▶ EXTRAIT DU DOCUMENT

↓↓↓

Étant donné qu’il s’agit de choisir entre une poursuite de la hausse de l’inflation et une grave récession, la réponse politique sera certainement d’ordonner aux banques centrales de réhausser l’objectif d’inflation à plus de 2%.
Saxo Bank, spécialiste du trading et de l’investissement en ligne, a publié aujourd’hui ses prévisions pour le troisième trimestre 2022 pour les marchés mondiaux, ainsi que ses principales idées de trading concernant les actions, les matières premières, les obligations et toute une série de thèmes macroéconomiques centraux susceptibles d’influencer les investisseurs et les marchés.
Steen Jakobsen, Chief Investment Officer de Saxo Bank, déclare: «Les dirigeants des banques centrales continuent de nous faire croire que l’objectif de 'normalisation' à environ 2% d’inflation est possible à un horizon de 18 mois. Mais pourquoi les écouterions-nous alors qu’ils n’ont jamais pu prévoir que l’inflation dépasserait 8% en Europe et aux États-Unis?»
Le risque est que les attentes relatives à l’inflation s’intensifient, et que des effets secondaires obligent les banques centrales à resserrer leurs politiques encore au-delà de ce qu’elles-mêmes ou les marchés craignent, jusqu’à ce qu’elles reprennent le contrôle du train fou et nous précipitent dans une profonde récession.

↑↑↑

▶ LISTE DE DONNÉES
↓↓↓

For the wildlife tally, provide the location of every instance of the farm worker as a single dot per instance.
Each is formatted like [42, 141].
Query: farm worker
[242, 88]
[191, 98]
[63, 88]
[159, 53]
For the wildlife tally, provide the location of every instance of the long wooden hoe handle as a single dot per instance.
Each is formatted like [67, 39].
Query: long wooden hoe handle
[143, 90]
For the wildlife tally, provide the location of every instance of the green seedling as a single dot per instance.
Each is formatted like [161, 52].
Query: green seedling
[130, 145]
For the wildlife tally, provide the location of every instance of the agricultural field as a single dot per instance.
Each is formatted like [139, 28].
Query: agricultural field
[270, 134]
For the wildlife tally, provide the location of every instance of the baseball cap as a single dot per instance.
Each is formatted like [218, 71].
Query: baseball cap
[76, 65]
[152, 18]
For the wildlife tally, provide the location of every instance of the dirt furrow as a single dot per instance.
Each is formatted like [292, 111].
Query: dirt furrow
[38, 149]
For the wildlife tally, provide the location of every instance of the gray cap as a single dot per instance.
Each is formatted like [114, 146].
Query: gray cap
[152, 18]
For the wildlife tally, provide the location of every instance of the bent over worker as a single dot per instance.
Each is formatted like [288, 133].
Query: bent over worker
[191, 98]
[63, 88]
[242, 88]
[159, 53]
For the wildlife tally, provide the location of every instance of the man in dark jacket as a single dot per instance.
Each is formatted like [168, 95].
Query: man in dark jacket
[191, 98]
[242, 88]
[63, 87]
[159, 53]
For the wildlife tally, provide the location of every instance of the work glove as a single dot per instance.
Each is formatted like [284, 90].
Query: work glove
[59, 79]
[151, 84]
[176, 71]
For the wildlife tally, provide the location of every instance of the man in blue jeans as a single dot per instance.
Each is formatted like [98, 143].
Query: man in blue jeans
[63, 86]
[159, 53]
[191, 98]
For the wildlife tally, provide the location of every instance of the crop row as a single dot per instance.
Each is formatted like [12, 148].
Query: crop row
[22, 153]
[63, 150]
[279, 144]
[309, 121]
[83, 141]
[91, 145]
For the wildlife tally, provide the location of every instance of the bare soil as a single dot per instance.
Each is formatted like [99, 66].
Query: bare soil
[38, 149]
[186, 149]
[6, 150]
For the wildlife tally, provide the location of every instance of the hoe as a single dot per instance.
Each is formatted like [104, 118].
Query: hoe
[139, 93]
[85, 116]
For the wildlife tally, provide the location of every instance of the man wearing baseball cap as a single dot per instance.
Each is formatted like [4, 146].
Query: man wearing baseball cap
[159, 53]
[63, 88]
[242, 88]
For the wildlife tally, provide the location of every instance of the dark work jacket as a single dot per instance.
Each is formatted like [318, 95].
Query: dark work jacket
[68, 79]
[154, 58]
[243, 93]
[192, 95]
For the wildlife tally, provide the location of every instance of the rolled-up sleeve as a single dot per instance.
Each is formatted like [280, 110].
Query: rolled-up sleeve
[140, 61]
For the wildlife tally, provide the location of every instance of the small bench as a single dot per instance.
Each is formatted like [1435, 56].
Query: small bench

↑↑↑

▶ À FAIRE
Redonnez mot pour mot le passage du texte sur les prévisions de Saxo Bank qui va de « Saxo Bank, spécialiste » jusqu'à « et les marchés. » inclus.

▶ BONNE RÉPONSE
Saxo Bank, spécialiste du trading et de l’investissement en ligne, a publié aujourd’hui ses prévisions pour le troisième trimestre 2022 pour les marchés mondiaux, ainsi que ses principales idées de trading concernant les actions, les matières premières, les obligations et toute une série de thèmes macroéconomiques centraux susceptibles d’influencer les investisseurs et les marchés.